• **Task brief**
Report each line in the rows below that contains the string "center". The match is case-sensitive.

• **Stored rows**

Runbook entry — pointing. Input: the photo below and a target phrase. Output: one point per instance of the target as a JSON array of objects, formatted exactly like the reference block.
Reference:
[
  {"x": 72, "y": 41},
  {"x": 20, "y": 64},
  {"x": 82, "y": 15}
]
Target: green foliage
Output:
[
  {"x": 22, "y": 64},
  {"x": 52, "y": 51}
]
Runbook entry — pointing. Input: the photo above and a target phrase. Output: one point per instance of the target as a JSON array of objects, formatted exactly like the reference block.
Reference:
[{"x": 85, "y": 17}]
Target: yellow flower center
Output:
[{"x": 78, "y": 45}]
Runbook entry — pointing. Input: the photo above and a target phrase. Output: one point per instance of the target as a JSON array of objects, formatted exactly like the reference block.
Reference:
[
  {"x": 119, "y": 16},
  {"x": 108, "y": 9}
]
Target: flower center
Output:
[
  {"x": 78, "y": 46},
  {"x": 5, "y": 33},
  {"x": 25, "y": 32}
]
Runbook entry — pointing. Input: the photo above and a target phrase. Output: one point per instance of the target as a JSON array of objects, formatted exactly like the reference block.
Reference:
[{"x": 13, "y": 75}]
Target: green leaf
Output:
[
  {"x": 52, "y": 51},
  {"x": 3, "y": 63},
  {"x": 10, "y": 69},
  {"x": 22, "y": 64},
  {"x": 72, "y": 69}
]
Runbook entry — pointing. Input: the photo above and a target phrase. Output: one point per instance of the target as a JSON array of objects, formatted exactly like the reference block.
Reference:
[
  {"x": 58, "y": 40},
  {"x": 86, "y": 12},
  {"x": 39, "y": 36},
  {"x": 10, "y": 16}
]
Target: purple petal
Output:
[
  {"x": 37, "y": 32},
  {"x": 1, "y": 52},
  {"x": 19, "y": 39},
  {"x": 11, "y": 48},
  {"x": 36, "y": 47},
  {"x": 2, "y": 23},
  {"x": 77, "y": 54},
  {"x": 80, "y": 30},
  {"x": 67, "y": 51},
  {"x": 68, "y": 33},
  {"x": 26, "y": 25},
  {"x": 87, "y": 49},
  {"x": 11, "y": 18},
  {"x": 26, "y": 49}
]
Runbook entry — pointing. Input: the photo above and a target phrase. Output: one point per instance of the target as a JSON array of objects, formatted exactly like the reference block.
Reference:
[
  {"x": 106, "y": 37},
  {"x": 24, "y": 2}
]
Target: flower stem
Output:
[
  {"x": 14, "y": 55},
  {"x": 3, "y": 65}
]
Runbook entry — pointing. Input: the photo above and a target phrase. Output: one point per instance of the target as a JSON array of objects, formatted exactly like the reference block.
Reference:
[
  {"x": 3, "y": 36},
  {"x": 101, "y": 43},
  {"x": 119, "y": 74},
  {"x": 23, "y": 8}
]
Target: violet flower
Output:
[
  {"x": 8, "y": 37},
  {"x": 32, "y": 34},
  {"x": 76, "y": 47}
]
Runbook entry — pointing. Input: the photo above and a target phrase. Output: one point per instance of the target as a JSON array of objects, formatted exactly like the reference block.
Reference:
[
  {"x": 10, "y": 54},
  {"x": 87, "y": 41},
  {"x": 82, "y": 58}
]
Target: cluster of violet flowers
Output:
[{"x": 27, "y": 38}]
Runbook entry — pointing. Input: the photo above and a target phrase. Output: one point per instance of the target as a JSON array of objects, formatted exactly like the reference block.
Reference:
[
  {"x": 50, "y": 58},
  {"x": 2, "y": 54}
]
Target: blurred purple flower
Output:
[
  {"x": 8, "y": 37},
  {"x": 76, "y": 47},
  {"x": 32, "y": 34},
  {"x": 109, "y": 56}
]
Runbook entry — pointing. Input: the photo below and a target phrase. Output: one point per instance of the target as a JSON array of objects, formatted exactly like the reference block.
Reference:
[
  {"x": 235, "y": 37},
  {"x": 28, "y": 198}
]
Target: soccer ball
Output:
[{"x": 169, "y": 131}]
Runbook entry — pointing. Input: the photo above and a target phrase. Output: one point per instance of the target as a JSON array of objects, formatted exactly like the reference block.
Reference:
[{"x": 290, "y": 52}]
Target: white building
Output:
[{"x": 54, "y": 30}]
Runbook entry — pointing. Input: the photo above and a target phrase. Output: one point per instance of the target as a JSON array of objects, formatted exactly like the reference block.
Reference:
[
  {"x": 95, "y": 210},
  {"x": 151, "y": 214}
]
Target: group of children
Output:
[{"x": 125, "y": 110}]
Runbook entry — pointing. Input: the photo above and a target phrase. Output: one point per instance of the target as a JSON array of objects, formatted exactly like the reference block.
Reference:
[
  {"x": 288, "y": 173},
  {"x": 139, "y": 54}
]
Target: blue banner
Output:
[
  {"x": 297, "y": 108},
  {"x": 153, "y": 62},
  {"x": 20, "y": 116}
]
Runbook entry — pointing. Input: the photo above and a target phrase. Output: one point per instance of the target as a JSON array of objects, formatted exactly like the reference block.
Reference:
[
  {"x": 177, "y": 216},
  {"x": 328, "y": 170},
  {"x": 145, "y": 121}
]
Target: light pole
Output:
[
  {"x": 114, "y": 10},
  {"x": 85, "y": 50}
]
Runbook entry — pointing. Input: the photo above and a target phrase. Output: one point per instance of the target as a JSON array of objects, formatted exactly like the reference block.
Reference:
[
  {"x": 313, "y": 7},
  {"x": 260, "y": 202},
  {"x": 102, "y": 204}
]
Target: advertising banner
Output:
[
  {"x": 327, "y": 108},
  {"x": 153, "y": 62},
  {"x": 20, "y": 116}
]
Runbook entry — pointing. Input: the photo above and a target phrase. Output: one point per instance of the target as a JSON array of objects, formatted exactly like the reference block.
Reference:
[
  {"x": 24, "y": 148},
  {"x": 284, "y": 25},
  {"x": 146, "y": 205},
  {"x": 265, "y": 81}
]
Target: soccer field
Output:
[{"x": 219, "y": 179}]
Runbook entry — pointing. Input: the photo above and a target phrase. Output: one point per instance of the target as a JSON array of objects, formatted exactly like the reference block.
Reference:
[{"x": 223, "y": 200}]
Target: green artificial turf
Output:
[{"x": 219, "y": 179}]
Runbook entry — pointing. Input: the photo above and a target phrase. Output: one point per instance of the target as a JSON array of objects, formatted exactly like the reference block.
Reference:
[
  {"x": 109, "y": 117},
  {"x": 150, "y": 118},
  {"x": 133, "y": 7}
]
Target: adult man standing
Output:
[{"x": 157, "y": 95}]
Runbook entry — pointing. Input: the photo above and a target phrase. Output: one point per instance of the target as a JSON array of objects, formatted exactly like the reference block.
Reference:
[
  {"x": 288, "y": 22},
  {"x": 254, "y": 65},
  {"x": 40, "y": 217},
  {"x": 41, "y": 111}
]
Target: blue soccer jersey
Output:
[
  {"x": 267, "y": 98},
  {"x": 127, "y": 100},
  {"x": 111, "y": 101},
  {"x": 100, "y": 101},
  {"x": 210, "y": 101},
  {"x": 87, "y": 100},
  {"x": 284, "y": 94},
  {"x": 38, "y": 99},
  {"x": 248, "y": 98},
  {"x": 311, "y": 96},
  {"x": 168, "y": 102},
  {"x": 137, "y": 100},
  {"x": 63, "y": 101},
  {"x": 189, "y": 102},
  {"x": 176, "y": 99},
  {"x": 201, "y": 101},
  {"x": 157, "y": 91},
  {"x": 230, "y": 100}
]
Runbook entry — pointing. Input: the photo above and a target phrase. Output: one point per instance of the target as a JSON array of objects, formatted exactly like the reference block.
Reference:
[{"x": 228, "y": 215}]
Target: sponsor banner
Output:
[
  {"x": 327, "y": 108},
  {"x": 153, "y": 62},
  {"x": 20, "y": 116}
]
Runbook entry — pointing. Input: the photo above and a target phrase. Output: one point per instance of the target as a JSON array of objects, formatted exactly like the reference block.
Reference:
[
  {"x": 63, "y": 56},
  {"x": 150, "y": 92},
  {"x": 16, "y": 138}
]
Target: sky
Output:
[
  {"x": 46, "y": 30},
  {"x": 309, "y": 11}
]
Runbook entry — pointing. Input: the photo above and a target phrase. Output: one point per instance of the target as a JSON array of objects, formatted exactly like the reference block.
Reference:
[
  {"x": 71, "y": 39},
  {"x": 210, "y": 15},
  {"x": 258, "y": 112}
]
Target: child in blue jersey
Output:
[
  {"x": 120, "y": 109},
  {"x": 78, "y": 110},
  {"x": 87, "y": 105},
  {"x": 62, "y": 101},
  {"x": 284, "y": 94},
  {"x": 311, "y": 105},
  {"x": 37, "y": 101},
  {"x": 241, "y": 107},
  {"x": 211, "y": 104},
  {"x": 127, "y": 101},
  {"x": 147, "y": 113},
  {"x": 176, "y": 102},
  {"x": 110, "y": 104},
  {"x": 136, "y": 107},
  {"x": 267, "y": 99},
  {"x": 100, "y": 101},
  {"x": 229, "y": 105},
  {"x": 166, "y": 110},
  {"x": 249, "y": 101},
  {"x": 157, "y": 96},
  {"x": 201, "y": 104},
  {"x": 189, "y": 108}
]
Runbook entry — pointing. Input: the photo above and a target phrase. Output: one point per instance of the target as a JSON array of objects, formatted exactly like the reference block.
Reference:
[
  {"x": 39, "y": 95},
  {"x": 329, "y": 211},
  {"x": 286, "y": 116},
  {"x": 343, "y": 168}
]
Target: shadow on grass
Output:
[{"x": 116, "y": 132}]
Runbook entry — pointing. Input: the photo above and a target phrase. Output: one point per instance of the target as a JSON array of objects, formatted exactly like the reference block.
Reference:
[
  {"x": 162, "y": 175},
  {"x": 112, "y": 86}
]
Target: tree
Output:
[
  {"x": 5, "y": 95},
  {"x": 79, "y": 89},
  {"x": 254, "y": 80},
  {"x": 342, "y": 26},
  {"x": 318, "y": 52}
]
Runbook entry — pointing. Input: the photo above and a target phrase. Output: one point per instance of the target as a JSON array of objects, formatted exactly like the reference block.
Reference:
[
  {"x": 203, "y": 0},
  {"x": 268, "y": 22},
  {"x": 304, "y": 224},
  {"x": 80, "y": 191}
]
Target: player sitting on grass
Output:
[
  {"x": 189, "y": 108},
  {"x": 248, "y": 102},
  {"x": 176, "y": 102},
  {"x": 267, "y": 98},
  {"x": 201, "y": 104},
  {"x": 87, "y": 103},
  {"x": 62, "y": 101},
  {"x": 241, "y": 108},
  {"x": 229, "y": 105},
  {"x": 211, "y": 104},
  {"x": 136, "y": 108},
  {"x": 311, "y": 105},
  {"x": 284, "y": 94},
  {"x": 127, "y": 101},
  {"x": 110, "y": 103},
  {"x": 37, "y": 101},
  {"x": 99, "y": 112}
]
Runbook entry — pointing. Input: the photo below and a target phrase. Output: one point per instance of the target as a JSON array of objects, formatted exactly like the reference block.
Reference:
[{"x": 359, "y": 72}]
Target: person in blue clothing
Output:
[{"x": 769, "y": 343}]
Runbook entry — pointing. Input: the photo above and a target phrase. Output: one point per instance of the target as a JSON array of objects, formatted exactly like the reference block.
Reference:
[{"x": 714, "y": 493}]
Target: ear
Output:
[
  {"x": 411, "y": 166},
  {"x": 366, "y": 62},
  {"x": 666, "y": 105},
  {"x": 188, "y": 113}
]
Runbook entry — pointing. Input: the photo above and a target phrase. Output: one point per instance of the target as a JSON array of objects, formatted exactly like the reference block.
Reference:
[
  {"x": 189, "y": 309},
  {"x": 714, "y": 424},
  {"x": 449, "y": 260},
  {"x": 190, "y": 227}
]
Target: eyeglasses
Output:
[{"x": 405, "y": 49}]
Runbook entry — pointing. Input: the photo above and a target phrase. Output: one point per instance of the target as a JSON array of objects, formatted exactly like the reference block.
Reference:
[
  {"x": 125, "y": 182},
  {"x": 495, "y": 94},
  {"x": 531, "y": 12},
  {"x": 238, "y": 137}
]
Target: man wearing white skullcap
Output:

• **Written reply**
Target: yellow flower center
Target: flower center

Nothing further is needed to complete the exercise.